### Work order
Whenever the word "query" shows up in a line of the data, copy that line.

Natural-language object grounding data

# # #

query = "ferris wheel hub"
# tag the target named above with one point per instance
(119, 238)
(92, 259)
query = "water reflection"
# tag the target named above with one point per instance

# # #

### Answer to this exercise
query = "ferris wheel hub"
query = "water reflection"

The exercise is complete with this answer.